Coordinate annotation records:
####################
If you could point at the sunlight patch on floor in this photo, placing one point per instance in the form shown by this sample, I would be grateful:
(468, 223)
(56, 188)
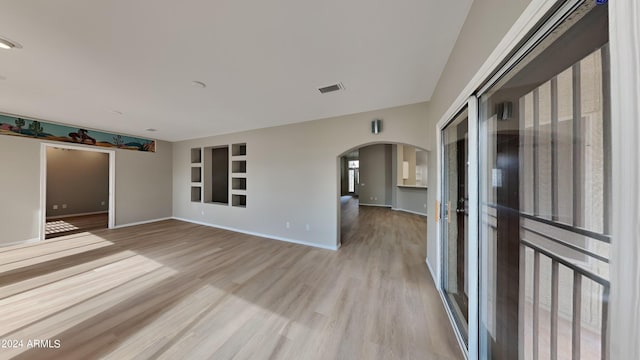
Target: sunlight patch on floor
(58, 226)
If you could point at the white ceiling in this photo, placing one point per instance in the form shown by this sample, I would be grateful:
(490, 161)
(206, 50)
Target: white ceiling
(263, 61)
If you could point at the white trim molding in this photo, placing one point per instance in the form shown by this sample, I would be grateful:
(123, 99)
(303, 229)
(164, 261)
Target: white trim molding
(142, 222)
(78, 214)
(624, 320)
(376, 205)
(23, 242)
(409, 211)
(266, 236)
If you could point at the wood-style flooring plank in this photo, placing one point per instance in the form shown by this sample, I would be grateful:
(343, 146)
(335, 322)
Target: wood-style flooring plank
(175, 290)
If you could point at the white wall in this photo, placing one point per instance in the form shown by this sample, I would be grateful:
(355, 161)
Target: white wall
(77, 179)
(293, 173)
(143, 187)
(487, 23)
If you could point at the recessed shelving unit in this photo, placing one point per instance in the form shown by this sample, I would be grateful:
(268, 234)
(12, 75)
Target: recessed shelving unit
(239, 200)
(239, 149)
(216, 177)
(196, 174)
(196, 194)
(239, 175)
(239, 166)
(196, 156)
(239, 183)
(219, 175)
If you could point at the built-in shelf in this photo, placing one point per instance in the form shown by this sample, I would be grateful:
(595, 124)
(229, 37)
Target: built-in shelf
(239, 200)
(196, 194)
(239, 149)
(196, 155)
(196, 174)
(239, 183)
(239, 166)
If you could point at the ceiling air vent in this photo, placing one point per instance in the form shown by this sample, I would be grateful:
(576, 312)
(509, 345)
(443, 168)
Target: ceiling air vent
(331, 88)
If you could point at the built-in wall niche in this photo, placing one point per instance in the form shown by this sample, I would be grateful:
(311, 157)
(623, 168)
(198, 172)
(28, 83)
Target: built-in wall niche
(196, 174)
(239, 166)
(412, 166)
(239, 183)
(239, 149)
(196, 155)
(239, 200)
(239, 175)
(196, 194)
(216, 175)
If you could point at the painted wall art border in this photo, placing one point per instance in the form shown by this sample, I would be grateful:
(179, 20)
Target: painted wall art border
(16, 126)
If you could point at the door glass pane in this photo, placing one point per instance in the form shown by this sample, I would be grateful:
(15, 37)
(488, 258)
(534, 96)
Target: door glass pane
(544, 194)
(456, 220)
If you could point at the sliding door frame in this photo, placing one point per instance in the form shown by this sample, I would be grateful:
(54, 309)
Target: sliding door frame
(624, 42)
(471, 350)
(624, 27)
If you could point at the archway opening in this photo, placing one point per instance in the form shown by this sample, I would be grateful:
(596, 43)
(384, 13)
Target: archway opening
(378, 184)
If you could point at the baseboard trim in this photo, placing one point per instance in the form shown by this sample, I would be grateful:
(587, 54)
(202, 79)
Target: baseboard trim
(142, 222)
(23, 242)
(78, 214)
(377, 205)
(409, 211)
(266, 236)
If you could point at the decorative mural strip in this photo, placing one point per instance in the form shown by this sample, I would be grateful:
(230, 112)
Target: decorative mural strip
(16, 126)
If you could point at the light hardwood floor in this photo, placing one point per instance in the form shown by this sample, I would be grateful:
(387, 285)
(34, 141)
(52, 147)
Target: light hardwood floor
(75, 224)
(174, 290)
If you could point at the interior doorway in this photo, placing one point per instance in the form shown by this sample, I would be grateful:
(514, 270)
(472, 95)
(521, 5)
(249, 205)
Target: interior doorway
(380, 178)
(77, 186)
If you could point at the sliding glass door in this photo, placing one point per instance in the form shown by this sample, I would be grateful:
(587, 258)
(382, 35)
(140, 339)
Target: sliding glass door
(455, 228)
(545, 195)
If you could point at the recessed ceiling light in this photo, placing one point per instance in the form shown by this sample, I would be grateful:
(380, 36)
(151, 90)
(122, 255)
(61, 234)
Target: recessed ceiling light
(8, 45)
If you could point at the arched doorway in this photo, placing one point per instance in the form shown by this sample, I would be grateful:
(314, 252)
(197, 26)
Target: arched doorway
(381, 175)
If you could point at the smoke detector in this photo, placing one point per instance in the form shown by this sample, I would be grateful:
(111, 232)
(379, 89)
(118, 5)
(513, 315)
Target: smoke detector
(331, 88)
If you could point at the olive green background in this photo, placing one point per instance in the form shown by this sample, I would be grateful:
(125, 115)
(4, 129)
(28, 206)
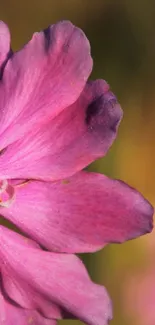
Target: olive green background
(122, 37)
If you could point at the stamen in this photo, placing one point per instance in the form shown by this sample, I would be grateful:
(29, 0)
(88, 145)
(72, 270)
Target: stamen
(7, 194)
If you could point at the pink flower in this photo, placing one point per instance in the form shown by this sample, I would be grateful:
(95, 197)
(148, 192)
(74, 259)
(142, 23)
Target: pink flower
(54, 123)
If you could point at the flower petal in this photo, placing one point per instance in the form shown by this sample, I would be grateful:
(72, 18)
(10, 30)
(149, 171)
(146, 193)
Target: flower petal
(79, 135)
(80, 214)
(12, 314)
(39, 81)
(4, 44)
(29, 273)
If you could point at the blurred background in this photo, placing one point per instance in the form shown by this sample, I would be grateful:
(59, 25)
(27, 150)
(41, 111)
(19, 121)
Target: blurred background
(122, 37)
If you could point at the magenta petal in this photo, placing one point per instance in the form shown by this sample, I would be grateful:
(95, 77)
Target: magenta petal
(79, 135)
(29, 273)
(80, 214)
(12, 314)
(42, 79)
(4, 43)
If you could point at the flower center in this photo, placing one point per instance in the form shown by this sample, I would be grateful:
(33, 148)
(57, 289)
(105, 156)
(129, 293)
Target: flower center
(7, 194)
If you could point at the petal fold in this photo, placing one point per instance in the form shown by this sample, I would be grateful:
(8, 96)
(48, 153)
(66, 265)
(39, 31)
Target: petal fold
(81, 213)
(4, 45)
(76, 137)
(42, 79)
(31, 277)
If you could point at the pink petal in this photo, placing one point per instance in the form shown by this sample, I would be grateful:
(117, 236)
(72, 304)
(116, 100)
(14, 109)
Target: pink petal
(29, 273)
(12, 314)
(4, 43)
(80, 214)
(79, 135)
(42, 79)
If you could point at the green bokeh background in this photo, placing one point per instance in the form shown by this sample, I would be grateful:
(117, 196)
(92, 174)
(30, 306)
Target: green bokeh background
(122, 38)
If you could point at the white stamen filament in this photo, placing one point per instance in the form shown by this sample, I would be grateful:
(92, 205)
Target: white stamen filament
(10, 190)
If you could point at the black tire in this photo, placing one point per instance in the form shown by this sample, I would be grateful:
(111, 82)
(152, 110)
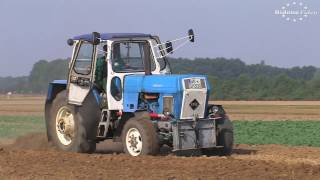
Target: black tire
(80, 141)
(148, 132)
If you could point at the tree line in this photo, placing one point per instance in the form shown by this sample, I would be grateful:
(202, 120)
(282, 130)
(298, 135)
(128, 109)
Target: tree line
(231, 79)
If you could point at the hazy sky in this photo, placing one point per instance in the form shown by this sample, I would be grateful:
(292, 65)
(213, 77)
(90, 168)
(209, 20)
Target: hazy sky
(247, 29)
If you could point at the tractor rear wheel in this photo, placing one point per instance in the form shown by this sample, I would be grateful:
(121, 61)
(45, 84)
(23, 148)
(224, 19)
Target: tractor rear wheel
(66, 127)
(139, 137)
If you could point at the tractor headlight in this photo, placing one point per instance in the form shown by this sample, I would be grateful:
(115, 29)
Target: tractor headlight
(168, 105)
(214, 109)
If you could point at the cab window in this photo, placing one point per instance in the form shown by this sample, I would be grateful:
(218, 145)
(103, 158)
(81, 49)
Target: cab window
(83, 62)
(129, 56)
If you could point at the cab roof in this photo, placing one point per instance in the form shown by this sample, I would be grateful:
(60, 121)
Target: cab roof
(107, 36)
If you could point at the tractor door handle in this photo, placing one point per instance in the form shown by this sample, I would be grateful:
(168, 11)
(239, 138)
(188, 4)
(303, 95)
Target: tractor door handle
(81, 81)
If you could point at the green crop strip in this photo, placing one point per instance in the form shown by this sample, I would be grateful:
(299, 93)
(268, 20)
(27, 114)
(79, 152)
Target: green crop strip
(13, 126)
(295, 133)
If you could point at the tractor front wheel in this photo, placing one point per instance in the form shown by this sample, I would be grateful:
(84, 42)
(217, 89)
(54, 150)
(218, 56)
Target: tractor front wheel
(66, 127)
(139, 137)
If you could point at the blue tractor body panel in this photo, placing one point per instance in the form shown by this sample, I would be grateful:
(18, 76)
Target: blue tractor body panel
(164, 85)
(55, 87)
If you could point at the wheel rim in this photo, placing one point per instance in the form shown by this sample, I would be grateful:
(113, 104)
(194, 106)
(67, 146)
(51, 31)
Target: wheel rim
(65, 125)
(134, 142)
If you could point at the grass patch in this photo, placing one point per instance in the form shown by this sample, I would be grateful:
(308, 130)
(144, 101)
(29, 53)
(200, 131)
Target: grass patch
(13, 126)
(295, 133)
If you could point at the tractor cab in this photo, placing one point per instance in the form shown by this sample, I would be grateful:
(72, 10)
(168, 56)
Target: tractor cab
(103, 60)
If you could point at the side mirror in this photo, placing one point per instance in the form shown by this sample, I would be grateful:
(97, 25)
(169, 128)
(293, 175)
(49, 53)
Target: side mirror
(95, 38)
(70, 42)
(169, 47)
(191, 35)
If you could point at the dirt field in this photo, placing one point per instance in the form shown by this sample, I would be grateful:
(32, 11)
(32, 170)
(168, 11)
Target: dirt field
(238, 110)
(31, 158)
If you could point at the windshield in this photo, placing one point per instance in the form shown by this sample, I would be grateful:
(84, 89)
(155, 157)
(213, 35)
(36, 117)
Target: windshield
(128, 56)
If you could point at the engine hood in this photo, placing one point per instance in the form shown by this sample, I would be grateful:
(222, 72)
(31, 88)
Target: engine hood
(155, 83)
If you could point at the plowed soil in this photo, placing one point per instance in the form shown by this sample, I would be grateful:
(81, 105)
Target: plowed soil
(31, 157)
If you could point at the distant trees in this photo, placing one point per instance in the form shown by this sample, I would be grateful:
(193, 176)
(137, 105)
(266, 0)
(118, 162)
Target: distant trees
(231, 79)
(41, 74)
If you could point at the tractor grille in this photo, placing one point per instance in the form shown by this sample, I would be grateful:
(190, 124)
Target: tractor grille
(194, 99)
####################
● Problem
Exactly reproduce the lines that run from the line with "If you could point at the windshield" through the last line of the records, inclusive.

● Answer below
If you could point at the windshield in this photo, placing one point per instance in the form shown by this sample, I would be grateful:
(84, 89)
(155, 157)
(213, 35)
(36, 117)
Target: windshield
(128, 56)
If you could point at the engine hood in this photo, placing one point per instance in the form shown by this sample, I would be grateful:
(222, 72)
(31, 88)
Target: engine hood
(155, 83)
If you could point at the plowed soil in this photo, placing one point per instance in the form shown by this sample, I would be grateful:
(81, 105)
Target: plowed soil
(31, 157)
If you could point at the distant trees in this photo, placing one point per instance in the form shown by this sample, I would be grateful:
(193, 176)
(137, 105)
(266, 0)
(118, 162)
Target: distant trees
(231, 79)
(41, 74)
If you could point at the tractor grille in this photo, placing one point per instance in the form shown by this sample, I would be grateful:
(190, 124)
Target: tractor grille
(194, 99)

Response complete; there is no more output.